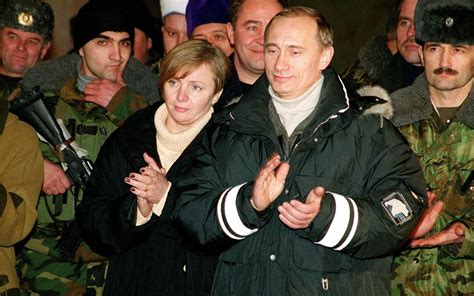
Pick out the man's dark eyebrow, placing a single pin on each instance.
(33, 38)
(252, 22)
(103, 37)
(110, 38)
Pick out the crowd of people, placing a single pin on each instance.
(229, 158)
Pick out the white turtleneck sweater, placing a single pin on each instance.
(170, 146)
(293, 111)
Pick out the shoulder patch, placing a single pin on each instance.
(397, 208)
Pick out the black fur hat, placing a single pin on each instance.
(445, 21)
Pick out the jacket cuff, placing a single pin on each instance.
(230, 218)
(3, 199)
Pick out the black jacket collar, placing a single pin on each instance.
(412, 104)
(250, 115)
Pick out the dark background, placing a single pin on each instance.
(353, 22)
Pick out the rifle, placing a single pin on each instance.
(29, 107)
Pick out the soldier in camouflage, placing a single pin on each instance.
(26, 29)
(91, 103)
(436, 115)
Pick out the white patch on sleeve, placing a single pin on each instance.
(397, 208)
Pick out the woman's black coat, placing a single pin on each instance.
(152, 259)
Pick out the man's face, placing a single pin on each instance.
(247, 37)
(20, 51)
(174, 31)
(448, 67)
(215, 34)
(141, 46)
(106, 55)
(406, 33)
(294, 58)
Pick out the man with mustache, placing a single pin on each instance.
(26, 29)
(436, 115)
(92, 100)
(248, 20)
(308, 195)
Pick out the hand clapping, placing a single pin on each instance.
(149, 185)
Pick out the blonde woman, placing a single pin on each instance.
(126, 212)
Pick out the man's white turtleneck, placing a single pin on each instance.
(293, 111)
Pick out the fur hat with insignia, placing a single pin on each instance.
(29, 16)
(98, 16)
(445, 21)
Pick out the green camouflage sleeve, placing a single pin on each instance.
(125, 102)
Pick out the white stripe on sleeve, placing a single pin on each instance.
(342, 221)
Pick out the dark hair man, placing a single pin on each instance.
(436, 115)
(248, 20)
(90, 102)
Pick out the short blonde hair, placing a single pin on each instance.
(190, 55)
(323, 30)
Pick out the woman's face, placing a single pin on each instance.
(189, 98)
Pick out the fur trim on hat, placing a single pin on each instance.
(173, 6)
(52, 74)
(445, 21)
(384, 109)
(29, 16)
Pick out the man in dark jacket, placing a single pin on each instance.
(400, 69)
(249, 18)
(436, 115)
(26, 29)
(312, 196)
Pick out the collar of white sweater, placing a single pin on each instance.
(293, 111)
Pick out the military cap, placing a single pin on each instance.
(28, 15)
(98, 16)
(173, 6)
(445, 21)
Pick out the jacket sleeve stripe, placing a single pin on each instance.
(355, 217)
(341, 223)
(228, 215)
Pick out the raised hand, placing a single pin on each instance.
(298, 215)
(269, 182)
(452, 234)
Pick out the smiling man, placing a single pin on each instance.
(207, 20)
(26, 29)
(436, 115)
(312, 195)
(92, 101)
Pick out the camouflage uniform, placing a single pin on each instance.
(446, 153)
(44, 267)
(377, 66)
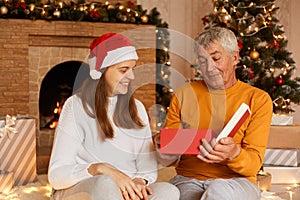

> Work required
Count the lines in the records above that contain the string "collar", treating uppercase and lowercase letters as distinct. Reply with the number alone.

> Exercise output
2